* Start Record list *
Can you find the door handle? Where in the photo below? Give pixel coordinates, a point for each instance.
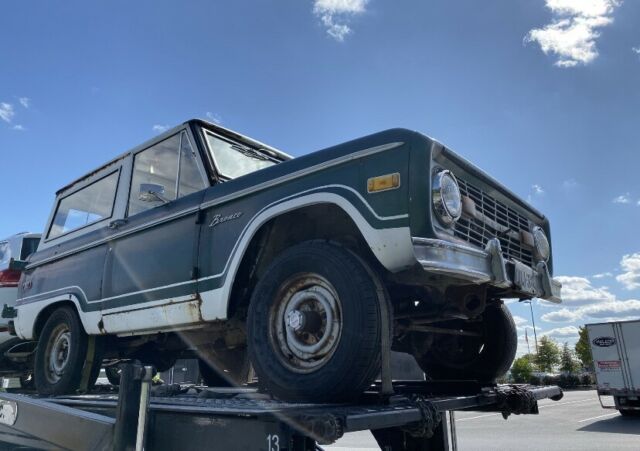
(117, 223)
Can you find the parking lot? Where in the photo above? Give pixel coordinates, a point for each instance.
(577, 422)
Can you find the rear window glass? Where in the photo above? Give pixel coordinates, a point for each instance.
(89, 205)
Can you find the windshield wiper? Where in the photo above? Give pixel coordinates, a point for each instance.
(250, 152)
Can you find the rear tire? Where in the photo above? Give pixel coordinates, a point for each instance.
(314, 324)
(484, 358)
(61, 354)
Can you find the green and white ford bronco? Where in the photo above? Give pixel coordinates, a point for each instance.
(205, 241)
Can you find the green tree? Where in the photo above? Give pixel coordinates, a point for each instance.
(521, 369)
(583, 350)
(568, 363)
(548, 354)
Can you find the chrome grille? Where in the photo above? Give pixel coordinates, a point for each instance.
(493, 219)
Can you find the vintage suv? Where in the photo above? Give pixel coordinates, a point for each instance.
(206, 240)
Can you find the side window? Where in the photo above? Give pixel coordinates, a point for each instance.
(169, 168)
(191, 180)
(91, 204)
(158, 165)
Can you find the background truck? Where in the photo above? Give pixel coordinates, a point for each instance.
(615, 348)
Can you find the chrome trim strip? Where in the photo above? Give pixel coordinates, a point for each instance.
(139, 228)
(481, 266)
(238, 194)
(434, 242)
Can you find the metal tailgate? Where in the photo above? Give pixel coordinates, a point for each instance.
(630, 333)
(607, 359)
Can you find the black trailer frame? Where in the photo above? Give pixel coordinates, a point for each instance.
(177, 417)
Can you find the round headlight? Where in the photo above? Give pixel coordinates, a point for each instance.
(543, 250)
(447, 200)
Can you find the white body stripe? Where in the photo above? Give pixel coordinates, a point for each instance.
(392, 247)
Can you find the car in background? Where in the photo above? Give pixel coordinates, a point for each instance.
(13, 250)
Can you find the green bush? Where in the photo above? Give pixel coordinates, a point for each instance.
(587, 379)
(568, 381)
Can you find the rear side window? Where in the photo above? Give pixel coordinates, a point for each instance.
(170, 167)
(89, 205)
(5, 254)
(29, 246)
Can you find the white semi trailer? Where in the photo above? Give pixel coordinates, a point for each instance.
(615, 348)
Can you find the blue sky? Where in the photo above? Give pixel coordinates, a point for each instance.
(542, 94)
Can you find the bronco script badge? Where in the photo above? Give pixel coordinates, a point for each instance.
(219, 219)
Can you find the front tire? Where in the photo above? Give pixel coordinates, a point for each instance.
(61, 354)
(484, 358)
(314, 324)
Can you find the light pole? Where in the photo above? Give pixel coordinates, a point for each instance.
(535, 337)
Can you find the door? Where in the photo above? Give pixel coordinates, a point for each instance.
(149, 281)
(606, 357)
(630, 332)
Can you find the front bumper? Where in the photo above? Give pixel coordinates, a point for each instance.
(486, 266)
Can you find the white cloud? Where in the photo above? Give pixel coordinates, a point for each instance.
(614, 310)
(335, 15)
(213, 117)
(6, 112)
(160, 128)
(622, 199)
(572, 34)
(562, 332)
(579, 291)
(630, 278)
(561, 316)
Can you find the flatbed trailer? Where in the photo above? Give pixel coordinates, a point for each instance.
(183, 418)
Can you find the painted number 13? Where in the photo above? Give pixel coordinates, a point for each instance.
(273, 443)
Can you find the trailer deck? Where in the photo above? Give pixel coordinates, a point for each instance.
(190, 417)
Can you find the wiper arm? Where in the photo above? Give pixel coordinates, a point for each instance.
(249, 152)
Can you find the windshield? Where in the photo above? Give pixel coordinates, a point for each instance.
(234, 160)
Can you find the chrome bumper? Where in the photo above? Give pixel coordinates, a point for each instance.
(486, 266)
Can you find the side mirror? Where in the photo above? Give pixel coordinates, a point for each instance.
(17, 265)
(150, 192)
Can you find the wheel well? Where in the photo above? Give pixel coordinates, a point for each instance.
(43, 316)
(320, 221)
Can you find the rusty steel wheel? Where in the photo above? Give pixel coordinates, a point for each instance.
(314, 324)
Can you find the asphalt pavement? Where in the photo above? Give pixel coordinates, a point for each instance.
(576, 422)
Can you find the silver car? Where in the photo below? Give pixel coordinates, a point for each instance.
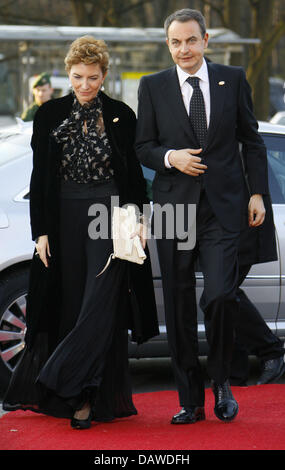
* End Record list *
**Exercise goal:** Gather every line in the records above that contains the string "tire" and copy each one. Case counts.

**Correct output:**
Can you find the rear tire? Where in the photo above? Give pixel coordinates, a point for each instance.
Can you find the front tire? Where in the photo above? Give pixel coordinates, a point for each instance.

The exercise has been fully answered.